Aim – Please copy the records word for word, starting at their first line and stopping after the line that contains "column 830, row 340".

(Point placement records)
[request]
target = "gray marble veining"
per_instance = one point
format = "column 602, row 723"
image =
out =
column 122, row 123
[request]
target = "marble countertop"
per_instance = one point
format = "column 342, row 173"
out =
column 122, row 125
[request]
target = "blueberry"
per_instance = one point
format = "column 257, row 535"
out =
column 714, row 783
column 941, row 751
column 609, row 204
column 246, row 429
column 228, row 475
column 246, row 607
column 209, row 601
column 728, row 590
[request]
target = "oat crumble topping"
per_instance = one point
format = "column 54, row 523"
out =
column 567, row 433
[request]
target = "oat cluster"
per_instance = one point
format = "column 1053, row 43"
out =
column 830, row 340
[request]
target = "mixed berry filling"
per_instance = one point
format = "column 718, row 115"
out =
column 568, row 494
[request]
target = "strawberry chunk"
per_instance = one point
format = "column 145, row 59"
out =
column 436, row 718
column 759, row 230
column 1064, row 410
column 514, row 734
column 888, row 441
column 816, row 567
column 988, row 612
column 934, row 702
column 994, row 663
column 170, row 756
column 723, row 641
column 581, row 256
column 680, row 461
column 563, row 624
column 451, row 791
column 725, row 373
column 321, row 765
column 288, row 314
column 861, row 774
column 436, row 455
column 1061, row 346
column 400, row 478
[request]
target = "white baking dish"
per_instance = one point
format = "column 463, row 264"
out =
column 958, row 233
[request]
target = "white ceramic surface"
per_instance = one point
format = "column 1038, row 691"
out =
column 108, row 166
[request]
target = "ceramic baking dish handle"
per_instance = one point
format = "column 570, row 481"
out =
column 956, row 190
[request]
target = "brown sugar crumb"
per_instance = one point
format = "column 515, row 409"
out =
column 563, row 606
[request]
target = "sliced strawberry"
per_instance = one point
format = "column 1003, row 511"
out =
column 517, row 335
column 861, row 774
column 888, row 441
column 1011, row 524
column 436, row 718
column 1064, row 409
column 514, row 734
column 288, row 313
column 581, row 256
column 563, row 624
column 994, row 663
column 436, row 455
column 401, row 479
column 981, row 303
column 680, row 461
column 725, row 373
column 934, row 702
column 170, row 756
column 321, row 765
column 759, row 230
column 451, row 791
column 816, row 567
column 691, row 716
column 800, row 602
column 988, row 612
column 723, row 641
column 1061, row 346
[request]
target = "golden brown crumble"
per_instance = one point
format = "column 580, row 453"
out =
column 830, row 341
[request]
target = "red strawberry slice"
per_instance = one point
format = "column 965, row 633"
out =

Answer below –
[request]
target = "gray marble veining"
per_instance = one point
format = "column 602, row 723"
image =
out =
column 122, row 123
[request]
target = "marble countertop"
per_instance = one point
format = "column 342, row 173"
out =
column 122, row 125
[request]
target = "blueberry"
per_instance = one point
format = "column 257, row 535"
out =
column 714, row 783
column 941, row 751
column 609, row 204
column 246, row 429
column 228, row 475
column 246, row 607
column 209, row 601
column 728, row 590
[request]
target = "oat crumble topping"
per_instance = one point
format = "column 54, row 523"
out =
column 567, row 433
[request]
target = "oat cluster"
per_instance = one point
format = "column 1053, row 43"
out =
column 830, row 340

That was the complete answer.